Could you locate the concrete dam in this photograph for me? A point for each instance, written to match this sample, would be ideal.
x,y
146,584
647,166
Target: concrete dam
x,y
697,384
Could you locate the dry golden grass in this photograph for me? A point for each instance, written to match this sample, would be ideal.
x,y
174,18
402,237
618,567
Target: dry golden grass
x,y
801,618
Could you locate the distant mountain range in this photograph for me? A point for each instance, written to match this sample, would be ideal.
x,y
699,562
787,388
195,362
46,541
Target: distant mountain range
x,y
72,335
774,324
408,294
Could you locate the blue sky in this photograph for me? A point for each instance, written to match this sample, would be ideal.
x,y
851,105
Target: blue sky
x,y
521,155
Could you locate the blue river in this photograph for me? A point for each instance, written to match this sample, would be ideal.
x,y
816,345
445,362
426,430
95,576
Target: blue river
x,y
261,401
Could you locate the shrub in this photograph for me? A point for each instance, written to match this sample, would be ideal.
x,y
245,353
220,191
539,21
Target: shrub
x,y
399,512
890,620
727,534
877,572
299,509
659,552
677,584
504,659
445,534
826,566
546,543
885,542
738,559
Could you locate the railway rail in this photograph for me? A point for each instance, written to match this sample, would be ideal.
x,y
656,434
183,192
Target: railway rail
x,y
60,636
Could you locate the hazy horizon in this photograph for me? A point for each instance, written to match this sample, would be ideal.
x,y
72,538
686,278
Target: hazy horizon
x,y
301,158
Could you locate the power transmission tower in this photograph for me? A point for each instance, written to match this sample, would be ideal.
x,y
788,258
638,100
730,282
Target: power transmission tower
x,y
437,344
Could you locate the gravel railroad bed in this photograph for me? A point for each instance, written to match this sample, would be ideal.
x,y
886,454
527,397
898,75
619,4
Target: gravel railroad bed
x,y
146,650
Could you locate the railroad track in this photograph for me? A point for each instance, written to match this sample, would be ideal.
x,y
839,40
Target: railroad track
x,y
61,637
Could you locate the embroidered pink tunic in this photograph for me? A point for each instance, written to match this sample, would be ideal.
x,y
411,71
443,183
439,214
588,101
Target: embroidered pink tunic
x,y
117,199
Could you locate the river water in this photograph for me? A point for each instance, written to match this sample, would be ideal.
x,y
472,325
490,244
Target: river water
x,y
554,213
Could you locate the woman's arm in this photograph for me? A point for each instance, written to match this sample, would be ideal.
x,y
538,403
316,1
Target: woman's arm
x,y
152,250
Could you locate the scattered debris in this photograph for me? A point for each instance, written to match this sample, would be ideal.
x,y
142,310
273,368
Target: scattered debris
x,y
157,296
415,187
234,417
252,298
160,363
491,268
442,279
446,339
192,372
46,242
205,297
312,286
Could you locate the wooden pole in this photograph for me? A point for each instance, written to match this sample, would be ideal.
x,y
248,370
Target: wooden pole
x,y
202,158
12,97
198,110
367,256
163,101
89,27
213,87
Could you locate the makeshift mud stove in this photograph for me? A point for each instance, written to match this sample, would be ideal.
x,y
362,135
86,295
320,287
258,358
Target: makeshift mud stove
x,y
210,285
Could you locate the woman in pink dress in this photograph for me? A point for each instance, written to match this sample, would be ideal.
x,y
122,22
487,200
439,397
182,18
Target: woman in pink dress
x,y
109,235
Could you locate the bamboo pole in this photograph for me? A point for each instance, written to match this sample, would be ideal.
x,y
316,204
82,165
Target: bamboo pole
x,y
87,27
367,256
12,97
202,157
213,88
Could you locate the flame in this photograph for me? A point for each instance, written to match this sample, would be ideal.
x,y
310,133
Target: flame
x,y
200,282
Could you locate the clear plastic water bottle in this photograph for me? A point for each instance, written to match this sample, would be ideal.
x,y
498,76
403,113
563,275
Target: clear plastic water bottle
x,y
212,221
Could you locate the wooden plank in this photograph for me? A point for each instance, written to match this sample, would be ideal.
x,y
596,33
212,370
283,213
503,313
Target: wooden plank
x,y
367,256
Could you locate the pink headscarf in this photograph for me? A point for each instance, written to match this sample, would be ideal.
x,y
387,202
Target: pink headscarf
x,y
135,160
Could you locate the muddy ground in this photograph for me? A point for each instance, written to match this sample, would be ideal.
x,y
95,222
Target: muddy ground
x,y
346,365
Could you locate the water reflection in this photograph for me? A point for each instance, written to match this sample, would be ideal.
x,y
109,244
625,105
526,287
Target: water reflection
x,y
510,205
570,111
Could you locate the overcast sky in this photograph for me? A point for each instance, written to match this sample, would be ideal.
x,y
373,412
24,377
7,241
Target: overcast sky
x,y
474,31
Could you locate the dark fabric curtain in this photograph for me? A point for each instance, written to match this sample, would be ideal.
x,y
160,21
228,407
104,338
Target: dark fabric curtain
---+---
Goal:
Take the entries and copy them out exactly.

Task solution:
Could you locate the concrete dam in this photograph for me? A point for each instance, written to match this sample, would be ideal.
x,y
146,584
647,166
Target: concrete dam
x,y
697,384
Could you locate the dry golden grass in this photograph for me? A point for each instance, written to match this sample, would be ideal.
x,y
174,18
402,237
618,567
Target: dry golden grass
x,y
801,618
Could you locate the distant mountain range in this photograph for me? A point for each instance, written to match this sample, would be ideal.
x,y
699,562
787,388
195,362
46,541
Target: distant mountain range
x,y
72,335
774,324
408,294
Could you locate the blue sky in this photograph for me? A point for each instance, written to match this sample, would be ideal.
x,y
851,105
Target: blue sky
x,y
521,155
Could you locate the blue river in this photograph for me? A point for each instance, written to match this sample, would be ideal.
x,y
816,345
445,362
426,430
95,576
Target: blue river
x,y
261,401
Could you locate the shrub in this photograph for me? A point for each instance, written to match this sample, would be ideal.
x,y
245,353
220,191
539,21
Target: shrub
x,y
399,512
890,620
727,534
877,572
299,509
659,552
677,584
504,659
445,534
826,566
546,543
885,542
738,559
Could you locate the railway rail in this photograph for me? A point for each instance, written to match this sample, would be ideal.
x,y
656,434
183,192
Target: railway rail
x,y
60,636
Could you locate the hazy horizon in this photograph for me? A point for each instance, written to match this sample, would be ideal.
x,y
72,538
686,278
Target: hazy horizon
x,y
301,158
Could you locate the power transmission tower in this photograph for me? A point for each instance, written to match this sample, would be ideal.
x,y
788,258
638,100
730,282
Target: power transmission tower
x,y
437,344
Could you locate the gravel railroad bed in this photograph for me? A point for each instance, written to match this sample, would be ideal.
x,y
886,454
527,397
898,75
619,4
Target: gravel railroad bed
x,y
146,650
Could you locate the railroad track in this photograph for me? A point for each instance, written to match this sample, would be ideal.
x,y
839,40
Target: railroad track
x,y
61,637
Could you locate the embroidered pink tunic in this photograph for me? A point for each instance, written to match this sample, would be ideal.
x,y
411,71
443,183
439,214
588,101
Target: embroidered pink tunic
x,y
117,199
Could you locate the river water in this photograph for me? A point for each instance, written to match this sample, would be ideal.
x,y
472,325
490,244
Target: river water
x,y
554,213
Could you locate the woman's arm in this photograph for me? A point for each instance, written to match this sample, would be ideal.
x,y
538,403
316,1
Target: woman's arm
x,y
152,250
Could you locate the scattered debris in this photograph for me? A point for each instance, written to match this sample, would be ideal.
x,y
142,310
273,368
Target: scattered debris
x,y
157,296
415,187
234,417
252,298
160,363
491,268
442,279
446,339
192,372
46,242
205,297
312,286
Could you locate the wooden pole in this photograph for me? A point for each instance, written to match this sample, would be ideal.
x,y
248,370
Target: wooden pole
x,y
202,158
12,97
198,110
367,256
163,101
89,27
213,87
Could you locate the makeshift mud stove in this photograph for me? A point for each instance, written to match this sample, would be ideal.
x,y
362,135
86,295
320,287
258,358
Target: makeshift mud stove
x,y
210,285
Could you locate the woman in pink dress in this photograph for me? A point for each instance, written to match this sample, would be ideal.
x,y
122,22
487,200
439,397
182,18
Target: woman in pink dress
x,y
109,235
Could you locate the bamboo pole in this photograph for me? A point for each instance, written to match this sample, would be ideal.
x,y
316,204
82,165
Target: bamboo pole
x,y
87,27
367,256
12,97
202,157
213,88
Could you locate the flame in this photograph for me? A point for each instance, written to match this sample, would be ideal.
x,y
310,133
Target: flame
x,y
200,282
Could you locate the clear plastic water bottle in this photograph for me? A point for each instance, written to match this sample, would be ideal.
x,y
498,76
403,113
563,275
Target: clear plastic water bottle
x,y
212,221
Could you locate the wooden plank in this photograph for me? A point for each instance, written to match this sample, would be ideal.
x,y
596,33
212,370
283,213
503,313
Target: wooden plank
x,y
367,256
Could you locate the pink headscarf in this photograph for me? A point for each instance, written to match this sample, would be ideal.
x,y
387,202
Target: pink headscarf
x,y
135,160
Could you locate the muddy ground in this photograph for me? A point for each instance, written to match this sample, would be ideal.
x,y
95,222
Target: muddy ground
x,y
346,365
Could you locate the water reflection in this photograph for me? A point for each instance, written to match this sample, would be ideal.
x,y
109,244
625,105
526,287
Target: water reflection
x,y
510,205
570,111
Could you locate the overcast sky in this photograph for me? A point for each instance, written to match this sample, would be ideal.
x,y
373,412
24,377
7,241
Target: overcast sky
x,y
474,31
Could you locate the dark fabric curtain in this photograph for me? A point for each instance, written to match this sample, would be ideal.
x,y
160,21
228,407
104,338
Target: dark fabric curtain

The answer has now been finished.